▶ [Task data]:
⟨
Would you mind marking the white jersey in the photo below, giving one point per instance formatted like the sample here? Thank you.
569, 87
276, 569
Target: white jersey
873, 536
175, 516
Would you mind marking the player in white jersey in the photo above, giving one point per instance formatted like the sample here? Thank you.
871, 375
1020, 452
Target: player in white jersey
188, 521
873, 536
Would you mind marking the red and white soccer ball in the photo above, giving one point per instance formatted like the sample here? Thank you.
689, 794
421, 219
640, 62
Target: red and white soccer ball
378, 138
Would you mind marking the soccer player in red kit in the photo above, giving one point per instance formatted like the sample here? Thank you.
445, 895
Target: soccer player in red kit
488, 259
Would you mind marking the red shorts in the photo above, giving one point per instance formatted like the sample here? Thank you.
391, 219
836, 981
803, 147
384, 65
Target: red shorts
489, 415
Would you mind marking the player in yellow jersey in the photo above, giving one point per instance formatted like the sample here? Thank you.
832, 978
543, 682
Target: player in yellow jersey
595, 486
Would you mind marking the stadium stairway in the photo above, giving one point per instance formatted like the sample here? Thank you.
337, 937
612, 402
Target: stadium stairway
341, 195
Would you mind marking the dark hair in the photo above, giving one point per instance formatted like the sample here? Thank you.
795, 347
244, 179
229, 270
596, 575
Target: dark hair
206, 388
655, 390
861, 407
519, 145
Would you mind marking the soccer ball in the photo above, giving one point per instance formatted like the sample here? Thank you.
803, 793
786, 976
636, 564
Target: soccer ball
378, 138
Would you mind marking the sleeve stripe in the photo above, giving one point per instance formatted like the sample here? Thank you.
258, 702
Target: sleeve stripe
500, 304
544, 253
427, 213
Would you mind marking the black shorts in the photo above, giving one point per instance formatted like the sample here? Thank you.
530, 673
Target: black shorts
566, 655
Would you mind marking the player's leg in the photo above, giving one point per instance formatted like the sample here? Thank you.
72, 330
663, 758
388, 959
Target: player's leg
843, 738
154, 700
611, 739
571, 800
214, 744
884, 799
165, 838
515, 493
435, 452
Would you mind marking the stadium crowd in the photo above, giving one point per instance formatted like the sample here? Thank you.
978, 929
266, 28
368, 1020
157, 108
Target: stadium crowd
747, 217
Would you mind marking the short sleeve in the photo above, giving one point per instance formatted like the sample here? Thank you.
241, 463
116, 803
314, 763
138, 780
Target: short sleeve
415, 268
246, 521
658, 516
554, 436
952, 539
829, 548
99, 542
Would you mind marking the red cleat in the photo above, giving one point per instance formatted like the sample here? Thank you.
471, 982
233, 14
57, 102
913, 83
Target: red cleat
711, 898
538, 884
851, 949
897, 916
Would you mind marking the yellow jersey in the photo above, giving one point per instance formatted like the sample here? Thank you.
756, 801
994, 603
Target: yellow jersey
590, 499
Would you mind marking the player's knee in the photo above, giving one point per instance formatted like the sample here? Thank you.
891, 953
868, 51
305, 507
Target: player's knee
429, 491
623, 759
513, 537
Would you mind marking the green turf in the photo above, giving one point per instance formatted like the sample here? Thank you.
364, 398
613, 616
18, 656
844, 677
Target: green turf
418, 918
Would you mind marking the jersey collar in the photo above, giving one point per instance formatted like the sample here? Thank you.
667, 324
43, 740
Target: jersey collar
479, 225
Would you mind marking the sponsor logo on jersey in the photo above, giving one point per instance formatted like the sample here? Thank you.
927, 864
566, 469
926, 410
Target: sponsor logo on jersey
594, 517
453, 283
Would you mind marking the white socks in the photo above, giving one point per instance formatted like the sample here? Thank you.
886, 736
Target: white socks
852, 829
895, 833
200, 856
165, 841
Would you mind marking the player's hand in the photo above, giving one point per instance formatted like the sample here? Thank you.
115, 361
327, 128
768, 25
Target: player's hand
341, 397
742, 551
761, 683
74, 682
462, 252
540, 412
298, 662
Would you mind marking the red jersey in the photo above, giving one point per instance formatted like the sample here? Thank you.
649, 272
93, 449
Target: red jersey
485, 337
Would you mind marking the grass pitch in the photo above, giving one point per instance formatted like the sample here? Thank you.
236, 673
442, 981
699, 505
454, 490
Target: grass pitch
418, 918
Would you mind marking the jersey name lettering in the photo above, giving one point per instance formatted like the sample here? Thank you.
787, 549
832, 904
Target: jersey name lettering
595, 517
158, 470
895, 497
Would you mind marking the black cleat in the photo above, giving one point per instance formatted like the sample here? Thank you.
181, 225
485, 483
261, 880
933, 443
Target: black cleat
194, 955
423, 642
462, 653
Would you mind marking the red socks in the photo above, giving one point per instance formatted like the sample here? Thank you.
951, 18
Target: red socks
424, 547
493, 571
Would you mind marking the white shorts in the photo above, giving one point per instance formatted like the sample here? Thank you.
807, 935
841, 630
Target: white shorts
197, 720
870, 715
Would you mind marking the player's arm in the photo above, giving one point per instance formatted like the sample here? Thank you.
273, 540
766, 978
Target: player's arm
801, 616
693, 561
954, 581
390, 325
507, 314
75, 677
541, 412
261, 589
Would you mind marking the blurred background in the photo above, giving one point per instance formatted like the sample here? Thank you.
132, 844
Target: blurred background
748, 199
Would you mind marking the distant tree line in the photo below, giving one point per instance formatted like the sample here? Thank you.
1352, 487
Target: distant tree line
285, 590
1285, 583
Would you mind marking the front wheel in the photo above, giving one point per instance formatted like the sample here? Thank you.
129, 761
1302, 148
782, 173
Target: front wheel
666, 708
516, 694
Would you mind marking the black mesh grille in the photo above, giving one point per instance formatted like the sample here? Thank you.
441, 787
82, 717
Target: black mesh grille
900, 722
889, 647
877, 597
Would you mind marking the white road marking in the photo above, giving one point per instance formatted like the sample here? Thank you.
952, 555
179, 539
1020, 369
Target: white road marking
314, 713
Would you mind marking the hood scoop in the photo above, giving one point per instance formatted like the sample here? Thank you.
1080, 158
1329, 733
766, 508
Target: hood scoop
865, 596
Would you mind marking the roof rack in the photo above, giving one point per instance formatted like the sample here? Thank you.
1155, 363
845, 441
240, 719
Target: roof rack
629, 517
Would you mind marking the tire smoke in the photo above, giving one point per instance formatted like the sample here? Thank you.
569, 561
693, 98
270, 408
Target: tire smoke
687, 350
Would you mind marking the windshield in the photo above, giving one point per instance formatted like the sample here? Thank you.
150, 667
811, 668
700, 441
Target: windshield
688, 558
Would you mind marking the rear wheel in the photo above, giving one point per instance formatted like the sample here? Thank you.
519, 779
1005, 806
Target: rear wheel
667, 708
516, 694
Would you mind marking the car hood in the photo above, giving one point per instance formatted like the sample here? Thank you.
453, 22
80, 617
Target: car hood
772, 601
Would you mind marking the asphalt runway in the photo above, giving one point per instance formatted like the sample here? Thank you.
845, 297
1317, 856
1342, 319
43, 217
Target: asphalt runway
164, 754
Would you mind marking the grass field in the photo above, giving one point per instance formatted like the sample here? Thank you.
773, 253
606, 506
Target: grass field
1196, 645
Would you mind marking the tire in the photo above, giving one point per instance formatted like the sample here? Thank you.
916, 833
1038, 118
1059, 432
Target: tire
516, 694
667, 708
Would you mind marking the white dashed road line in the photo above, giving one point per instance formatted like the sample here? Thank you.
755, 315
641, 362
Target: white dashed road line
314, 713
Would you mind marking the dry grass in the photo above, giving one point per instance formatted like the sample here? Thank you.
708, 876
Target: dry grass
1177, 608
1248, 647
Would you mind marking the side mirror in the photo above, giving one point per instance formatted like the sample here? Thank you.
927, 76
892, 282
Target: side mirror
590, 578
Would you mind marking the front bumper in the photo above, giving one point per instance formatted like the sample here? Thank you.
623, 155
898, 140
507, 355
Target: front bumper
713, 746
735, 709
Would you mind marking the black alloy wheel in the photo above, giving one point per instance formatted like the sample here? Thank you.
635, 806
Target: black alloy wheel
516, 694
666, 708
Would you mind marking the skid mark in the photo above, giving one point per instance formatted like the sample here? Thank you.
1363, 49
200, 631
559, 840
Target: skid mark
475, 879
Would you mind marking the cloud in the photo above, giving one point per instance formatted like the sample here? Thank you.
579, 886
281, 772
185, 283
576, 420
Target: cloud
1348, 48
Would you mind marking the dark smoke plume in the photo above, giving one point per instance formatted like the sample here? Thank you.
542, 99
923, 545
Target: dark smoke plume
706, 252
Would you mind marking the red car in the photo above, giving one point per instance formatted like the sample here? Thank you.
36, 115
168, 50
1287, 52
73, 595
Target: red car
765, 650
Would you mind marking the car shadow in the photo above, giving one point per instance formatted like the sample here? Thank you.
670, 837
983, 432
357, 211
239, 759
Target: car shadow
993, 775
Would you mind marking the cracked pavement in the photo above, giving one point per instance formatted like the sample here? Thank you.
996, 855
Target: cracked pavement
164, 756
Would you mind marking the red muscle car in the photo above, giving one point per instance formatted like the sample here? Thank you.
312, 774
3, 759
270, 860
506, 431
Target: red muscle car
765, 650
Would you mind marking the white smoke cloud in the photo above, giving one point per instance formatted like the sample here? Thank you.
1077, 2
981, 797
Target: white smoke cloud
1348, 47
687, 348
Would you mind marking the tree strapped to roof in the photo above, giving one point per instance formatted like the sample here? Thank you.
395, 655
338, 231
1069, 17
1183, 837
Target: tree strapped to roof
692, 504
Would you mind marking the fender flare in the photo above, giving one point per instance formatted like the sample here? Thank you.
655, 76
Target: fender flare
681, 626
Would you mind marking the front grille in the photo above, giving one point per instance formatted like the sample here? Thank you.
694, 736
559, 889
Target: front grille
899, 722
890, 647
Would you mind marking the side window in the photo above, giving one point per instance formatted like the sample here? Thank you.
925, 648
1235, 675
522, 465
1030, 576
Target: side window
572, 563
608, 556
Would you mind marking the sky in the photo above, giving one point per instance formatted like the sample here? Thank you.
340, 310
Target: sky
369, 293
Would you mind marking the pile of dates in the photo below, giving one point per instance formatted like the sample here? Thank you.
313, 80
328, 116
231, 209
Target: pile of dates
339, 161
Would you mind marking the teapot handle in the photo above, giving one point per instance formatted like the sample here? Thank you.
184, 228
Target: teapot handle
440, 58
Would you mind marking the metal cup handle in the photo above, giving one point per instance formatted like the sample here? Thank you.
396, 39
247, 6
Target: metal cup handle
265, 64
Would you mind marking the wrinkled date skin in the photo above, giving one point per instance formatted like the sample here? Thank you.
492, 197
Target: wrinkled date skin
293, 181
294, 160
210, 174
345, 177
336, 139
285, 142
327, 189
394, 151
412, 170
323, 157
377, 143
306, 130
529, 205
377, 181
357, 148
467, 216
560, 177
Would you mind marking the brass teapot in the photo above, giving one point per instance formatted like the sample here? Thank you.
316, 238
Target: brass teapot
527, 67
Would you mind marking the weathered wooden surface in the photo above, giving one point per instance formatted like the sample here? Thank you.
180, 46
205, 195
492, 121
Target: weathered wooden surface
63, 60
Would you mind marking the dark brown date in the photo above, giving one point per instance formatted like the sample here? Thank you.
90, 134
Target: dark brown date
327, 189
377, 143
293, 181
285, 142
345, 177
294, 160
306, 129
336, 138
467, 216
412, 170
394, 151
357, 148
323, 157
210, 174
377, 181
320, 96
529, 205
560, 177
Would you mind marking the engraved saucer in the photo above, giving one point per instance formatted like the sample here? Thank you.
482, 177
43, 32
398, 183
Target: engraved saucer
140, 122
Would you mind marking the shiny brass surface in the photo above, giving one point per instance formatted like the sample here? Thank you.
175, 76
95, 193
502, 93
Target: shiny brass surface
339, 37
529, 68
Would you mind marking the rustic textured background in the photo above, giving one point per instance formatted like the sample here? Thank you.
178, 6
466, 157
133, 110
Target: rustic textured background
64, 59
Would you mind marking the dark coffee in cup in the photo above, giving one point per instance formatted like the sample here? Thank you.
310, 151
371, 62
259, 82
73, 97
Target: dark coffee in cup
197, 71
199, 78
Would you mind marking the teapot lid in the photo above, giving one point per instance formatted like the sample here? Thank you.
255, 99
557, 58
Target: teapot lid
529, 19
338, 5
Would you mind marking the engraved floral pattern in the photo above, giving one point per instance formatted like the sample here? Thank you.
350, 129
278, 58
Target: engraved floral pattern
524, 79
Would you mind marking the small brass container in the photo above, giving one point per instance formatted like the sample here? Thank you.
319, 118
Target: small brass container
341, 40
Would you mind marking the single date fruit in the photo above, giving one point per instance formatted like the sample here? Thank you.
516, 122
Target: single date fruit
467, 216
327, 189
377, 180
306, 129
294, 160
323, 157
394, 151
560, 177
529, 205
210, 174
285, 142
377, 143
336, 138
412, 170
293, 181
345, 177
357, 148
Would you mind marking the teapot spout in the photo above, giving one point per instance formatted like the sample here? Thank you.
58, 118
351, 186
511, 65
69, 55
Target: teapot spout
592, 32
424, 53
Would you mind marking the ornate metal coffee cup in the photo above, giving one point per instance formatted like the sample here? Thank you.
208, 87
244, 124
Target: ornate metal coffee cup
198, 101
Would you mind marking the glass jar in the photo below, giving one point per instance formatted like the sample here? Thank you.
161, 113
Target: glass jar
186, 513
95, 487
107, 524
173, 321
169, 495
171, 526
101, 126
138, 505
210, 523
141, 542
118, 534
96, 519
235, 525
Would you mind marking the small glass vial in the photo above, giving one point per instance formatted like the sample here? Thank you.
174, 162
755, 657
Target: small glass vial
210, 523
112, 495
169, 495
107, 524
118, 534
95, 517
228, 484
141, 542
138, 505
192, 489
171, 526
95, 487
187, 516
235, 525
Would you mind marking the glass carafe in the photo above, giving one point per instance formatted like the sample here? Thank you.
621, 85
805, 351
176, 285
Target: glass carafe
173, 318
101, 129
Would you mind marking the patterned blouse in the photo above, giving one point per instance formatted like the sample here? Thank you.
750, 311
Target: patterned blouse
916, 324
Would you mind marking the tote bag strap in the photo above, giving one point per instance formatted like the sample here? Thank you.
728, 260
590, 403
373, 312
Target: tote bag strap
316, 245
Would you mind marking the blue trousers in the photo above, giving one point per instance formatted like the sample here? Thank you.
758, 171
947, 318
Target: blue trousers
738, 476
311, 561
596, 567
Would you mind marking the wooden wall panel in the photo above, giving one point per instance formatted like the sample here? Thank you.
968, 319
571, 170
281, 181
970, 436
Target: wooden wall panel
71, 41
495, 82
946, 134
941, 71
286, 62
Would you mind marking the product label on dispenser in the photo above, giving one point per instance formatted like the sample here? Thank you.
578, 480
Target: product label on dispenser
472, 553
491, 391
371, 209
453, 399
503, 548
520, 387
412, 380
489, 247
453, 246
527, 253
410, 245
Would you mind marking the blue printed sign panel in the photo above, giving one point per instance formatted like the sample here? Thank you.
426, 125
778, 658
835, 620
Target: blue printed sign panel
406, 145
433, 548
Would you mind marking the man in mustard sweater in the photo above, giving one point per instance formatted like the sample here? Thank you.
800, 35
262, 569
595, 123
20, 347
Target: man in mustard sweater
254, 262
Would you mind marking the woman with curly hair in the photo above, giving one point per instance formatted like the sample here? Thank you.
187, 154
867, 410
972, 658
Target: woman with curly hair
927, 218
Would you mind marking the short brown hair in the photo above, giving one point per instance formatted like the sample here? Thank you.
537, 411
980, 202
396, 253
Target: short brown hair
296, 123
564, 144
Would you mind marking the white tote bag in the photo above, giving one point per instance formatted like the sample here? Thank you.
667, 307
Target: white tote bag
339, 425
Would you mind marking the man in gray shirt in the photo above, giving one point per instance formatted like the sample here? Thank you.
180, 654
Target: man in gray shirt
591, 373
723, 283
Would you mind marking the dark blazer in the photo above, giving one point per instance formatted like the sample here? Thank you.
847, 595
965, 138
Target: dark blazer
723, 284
⟩
Everything from the line with "Would you mind marking the woman" through the last line of the material above should be echoed exactly, and nothing else.

Would you mind marking the woman with curly hair in the photo above, giving one point per instance formatted like the sample here? Thank you.
187, 154
867, 410
972, 658
Target: woman with curly hair
927, 218
Would you mind marking the short brown hair in the photo above, giving one point per instance formatted like the sample here? Thank you.
537, 411
980, 202
396, 253
Target: short brown hair
296, 123
564, 144
Would you mind marking the white tote bag in the photo above, giving one point per instance formatted like the sample here? Thank you.
667, 307
Target: white tote bag
339, 425
Would you mind marking the man in gray shirt in the photo above, giving one point per instance formatted like the sample here? Thank you.
180, 654
Target: man in gray shirt
591, 373
723, 283
Would you mind marking the dark blazer in the photo above, giving one point per instance formatted like the sample here? Thank you.
847, 595
965, 138
Target: dark blazer
723, 284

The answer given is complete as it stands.